- DATA EXCERPTS

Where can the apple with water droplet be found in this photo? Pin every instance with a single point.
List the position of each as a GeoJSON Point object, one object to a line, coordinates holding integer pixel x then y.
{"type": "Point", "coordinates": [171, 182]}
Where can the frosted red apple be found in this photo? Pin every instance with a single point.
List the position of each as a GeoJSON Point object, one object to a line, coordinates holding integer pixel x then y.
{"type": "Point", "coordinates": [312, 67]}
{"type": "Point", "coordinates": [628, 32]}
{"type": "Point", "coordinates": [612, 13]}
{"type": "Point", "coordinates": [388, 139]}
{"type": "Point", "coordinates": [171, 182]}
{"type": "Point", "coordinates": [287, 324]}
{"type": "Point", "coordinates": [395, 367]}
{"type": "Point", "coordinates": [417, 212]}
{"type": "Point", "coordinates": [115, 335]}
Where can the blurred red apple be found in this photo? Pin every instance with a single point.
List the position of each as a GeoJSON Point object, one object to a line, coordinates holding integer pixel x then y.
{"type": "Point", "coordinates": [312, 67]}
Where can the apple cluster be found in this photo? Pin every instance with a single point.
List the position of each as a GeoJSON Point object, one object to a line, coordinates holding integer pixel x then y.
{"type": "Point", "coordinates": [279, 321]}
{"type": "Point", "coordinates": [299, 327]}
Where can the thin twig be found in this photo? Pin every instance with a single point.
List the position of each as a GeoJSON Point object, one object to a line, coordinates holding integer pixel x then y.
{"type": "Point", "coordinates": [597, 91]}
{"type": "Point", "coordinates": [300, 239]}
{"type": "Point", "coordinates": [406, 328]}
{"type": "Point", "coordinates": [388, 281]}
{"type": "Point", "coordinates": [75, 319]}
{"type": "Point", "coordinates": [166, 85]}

- WHAT IS EXPECTED
Copy out all of the rows above, word for word and in the same order, without changing anything.

- PROBLEM SOLUTION
Where can the apple with water droplet be found in this photo? Pin every instance with a single point.
List the position of each as a GeoJSON Point object, one object to a line, coordinates holding integer pixel x then y.
{"type": "Point", "coordinates": [171, 182]}
Where can the frosted red apple be found in this photo? Pin every instance with a single point.
List the position of each as a GeoJSON Point object, one object to a line, coordinates holding integer pixel x then y.
{"type": "Point", "coordinates": [312, 67]}
{"type": "Point", "coordinates": [628, 32]}
{"type": "Point", "coordinates": [612, 13]}
{"type": "Point", "coordinates": [388, 139]}
{"type": "Point", "coordinates": [171, 182]}
{"type": "Point", "coordinates": [287, 324]}
{"type": "Point", "coordinates": [395, 367]}
{"type": "Point", "coordinates": [417, 212]}
{"type": "Point", "coordinates": [115, 335]}
Where can the blurred red apple be found in this photo? Pin every instance with a single point.
List the position of each as a GeoJSON Point object, one object to a line, coordinates holding integer pixel x then y.
{"type": "Point", "coordinates": [312, 67]}
Where can the apple cluster be found in this photo? Pin every instance with a single point.
List the position of each as a GeoJSON Point object, one object to a line, coordinates holding integer pixel x then y.
{"type": "Point", "coordinates": [279, 321]}
{"type": "Point", "coordinates": [299, 327]}
Where can the thin twig be found in this photo? Pin every instance with a single point.
List the position of each as a GeoJSON Point object, one object to a line, coordinates holding integer pixel x then y.
{"type": "Point", "coordinates": [597, 91]}
{"type": "Point", "coordinates": [300, 239]}
{"type": "Point", "coordinates": [406, 328]}
{"type": "Point", "coordinates": [388, 281]}
{"type": "Point", "coordinates": [75, 319]}
{"type": "Point", "coordinates": [166, 85]}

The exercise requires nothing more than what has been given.